• _Text section_:
------------------------------

Contrary to the Muddy Waters report, Digit was profitable in 2021 under IFRS. As disclosed on Digit's website where they provide a reconciliation to Indian GAAP, Digit also was profitable, reporting net income of $30,600,000 for the 12 months ended March 31, 2023, and for the 9 months ended December 31, 'twenty three, of $38,200,000 2nd, valuations. I commented on our robust process for Level 3 private investments as demonstrated with Digit, and similar processes are followed to support carrying values of our investments in associates and goodwill and intangibles recorded on our consolidated subsidiaries. Fairfax prepares value in use or discounted cash flow models that include cash flow projections obtained directly from management of the operating companies. We then collaborate the results with models by factoring in market metrics and compare where applicable to market transactions and peer comparables.

------------------------------

• _Data records_:
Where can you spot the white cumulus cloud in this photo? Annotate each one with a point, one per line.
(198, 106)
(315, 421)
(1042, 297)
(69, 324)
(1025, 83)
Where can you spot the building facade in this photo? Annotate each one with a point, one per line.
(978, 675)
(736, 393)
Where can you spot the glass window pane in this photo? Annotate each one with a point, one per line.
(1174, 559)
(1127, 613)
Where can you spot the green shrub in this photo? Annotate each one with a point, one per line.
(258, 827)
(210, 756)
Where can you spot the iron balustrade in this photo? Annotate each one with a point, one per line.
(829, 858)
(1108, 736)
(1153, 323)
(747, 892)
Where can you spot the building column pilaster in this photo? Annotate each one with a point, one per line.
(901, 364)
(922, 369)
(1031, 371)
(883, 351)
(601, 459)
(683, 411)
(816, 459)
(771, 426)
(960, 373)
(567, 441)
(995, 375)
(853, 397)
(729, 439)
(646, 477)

------------------------------

• _Requests_:
[a] In the text on Fairfax and Digit, how does Fairfax support the carrying values of its investments in associates and of the goodwill and intangibles on its consolidated subsidiaries?
[b] Translate this sentence from the text on Fairfax and Digit into Spanish: "Fairfax prepares value in use or discounted cash flow models that include cash flow projections obtained directly from management of the operating companies."
[c] Extend the text on Fairfax's valuation process with one more paragraph that picks up after its final sentence.

• _Exercise answers_:
[a] Fairfax prepares value in use or discounted cash flow models that use cash flow projections obtained directly from the management of the operating companies. It then weighs those results against models that factor in market metrics and, where applicable, compares them with market transactions and peer comparables.

[b] Fairfax prepara modelos de valor en uso o de flujos de caja descontados que incluyen proyecciones de flujos de caja obtenidas directamente de la dirección de las empresas operativas.

[c]
Speaker 4

As an example, for the recipe take private transaction, Fairfax prepared an accounting memo that was reviewed by our auditors where it's noted the arrangement agreement followed the recommendation of an independent Special Committee of Recipes Board of Directors. The Special Committee had obtained an independent valuation prepared by Greenhill and Company Canada Limited and fairness opinion which opined that the purchase price was fair and had unanimously recommended the transaction. Recipe's Board of Directors then determined that pursuing that transaction was best interest of Recipe and recommended Recipe shareholders to vote in favor of it. Finally, on Recipe is to state that the difference between Recipe's local goodwill and intangibles as audited by KPMG and the goodwill and intangibles at the Fairfax level audited by PwC primarily relates to Fairfax's original 2015 acquisition of Recipe or back then known as Cara before the rebranding. Under IFRS 3, on acquisition of Recipe or Cara at the time, Fairfax was required to record the assets and liabilities of Recipe at fair value, including any recognized and unrecognized intangible assets.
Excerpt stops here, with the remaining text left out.